Vorliegender Textauszug:

Danke für Ihre Fragen. Beide Fragen haben politische wie historische Implikationen, die eigentlich einer längeren Beschreibung bedürfen. Ich hoffe Sie gestatten mir, dass ich mich dennoch versuche eher kurz zu fassen.

Ich halte den Vormarsch der Taliban in Afghanistan und deren Absicht ein "Islamisches Emirat" zu errichten in jeder Hinsicht für fatal. Es ist eine Katastrophe für Frauen und Mädchen, es wird eine Katastrophe für die Bürgerrechte im Allgemeinen, für die Rechte von Minderheiten im Besonderen, wie überhaupt für die Demokratie in Afghanistan.

Dennoch, und hier wird die Situation eben auch komplizierter, ist der Abzug der westlichen Armeen und das Ende der Intervention meiner Ansicht nach völlig richtig. Es ist eine humanitäre Katastrophe, wie es jetzt vollzogen wurde, aber es war überfällig und bitter notwendig, dass dieser Krieg endet.

Bereitgestelltes Material:
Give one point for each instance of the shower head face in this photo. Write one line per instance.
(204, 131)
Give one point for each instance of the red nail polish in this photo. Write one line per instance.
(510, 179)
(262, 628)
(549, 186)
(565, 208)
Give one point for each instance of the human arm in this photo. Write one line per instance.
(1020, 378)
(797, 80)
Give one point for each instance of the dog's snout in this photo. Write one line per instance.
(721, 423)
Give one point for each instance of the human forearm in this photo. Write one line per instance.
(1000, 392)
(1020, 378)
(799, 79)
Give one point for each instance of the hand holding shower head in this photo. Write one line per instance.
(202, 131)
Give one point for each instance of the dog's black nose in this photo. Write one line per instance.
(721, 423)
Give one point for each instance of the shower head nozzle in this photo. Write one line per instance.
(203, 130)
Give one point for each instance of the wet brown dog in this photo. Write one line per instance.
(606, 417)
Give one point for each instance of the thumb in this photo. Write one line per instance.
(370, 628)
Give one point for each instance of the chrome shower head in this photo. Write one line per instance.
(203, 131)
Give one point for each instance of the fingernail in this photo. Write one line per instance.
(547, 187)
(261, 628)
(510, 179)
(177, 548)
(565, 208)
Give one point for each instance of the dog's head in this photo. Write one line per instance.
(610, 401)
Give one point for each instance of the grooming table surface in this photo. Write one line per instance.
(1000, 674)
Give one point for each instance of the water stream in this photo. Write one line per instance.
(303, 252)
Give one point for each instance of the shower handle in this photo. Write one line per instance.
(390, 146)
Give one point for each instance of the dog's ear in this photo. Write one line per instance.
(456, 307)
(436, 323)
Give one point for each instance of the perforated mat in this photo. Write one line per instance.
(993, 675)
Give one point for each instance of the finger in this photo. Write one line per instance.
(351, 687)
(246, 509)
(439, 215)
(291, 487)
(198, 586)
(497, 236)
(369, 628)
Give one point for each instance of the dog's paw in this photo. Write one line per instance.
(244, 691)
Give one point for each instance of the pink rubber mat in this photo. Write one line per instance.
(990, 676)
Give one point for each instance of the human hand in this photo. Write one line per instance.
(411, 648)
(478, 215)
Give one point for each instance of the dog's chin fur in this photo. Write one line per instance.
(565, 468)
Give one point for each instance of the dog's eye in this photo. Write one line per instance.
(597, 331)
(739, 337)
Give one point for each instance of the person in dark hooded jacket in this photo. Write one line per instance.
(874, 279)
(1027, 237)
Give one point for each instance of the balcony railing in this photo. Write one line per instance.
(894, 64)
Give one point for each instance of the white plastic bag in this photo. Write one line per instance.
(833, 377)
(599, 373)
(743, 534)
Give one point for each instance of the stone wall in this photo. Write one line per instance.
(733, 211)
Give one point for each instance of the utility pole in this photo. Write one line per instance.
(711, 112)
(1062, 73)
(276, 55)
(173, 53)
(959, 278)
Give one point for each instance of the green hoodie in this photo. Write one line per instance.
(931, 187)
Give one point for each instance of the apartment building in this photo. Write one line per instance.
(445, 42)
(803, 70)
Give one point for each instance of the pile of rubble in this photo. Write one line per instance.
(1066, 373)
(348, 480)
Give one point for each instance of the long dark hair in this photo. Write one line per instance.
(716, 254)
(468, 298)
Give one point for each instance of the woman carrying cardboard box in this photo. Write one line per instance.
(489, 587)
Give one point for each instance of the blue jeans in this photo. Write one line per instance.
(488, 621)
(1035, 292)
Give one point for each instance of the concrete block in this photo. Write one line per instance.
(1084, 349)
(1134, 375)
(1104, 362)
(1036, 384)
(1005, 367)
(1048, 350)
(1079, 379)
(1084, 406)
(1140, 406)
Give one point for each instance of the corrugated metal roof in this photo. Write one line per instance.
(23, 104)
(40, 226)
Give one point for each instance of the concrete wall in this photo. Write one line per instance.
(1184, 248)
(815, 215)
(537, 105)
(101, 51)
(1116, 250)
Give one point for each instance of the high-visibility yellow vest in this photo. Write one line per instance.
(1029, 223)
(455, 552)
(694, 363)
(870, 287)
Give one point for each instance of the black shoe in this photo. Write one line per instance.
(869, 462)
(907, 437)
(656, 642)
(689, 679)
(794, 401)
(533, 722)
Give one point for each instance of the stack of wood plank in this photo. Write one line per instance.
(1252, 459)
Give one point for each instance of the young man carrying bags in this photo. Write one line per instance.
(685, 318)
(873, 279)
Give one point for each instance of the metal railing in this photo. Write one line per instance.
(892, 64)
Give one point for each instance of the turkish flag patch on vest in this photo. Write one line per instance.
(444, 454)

Aufgabenstellung: Wie lautet die Stelle im Textauszug über Afghanistan von „Danke für Ihre“ bis „Demokratie in Afghanistan.“? Gib sie wortgetreu wieder.

Schriftliche Lösung:
Danke für Ihre Fragen. Beide Fragen haben politische wie historische Implikationen, die eigentlich einer längeren Beschreibung bedürfen. Ich hoffe Sie gestatten mir, dass ich mich dennoch versuche eher kurz zu fassen.

Ich halte den Vormarsch der Taliban in Afghanistan und deren Absicht ein "Islamisches Emirat" zu errichten in jeder Hinsicht für fatal. Es ist eine Katastrophe für Frauen und Mädchen, es wird eine Katastrophe für die Bürgerrechte im Allgemeinen, für die Rechte von Minderheiten im Besonderen, wie überhaupt für die Demokratie in Afghanistan.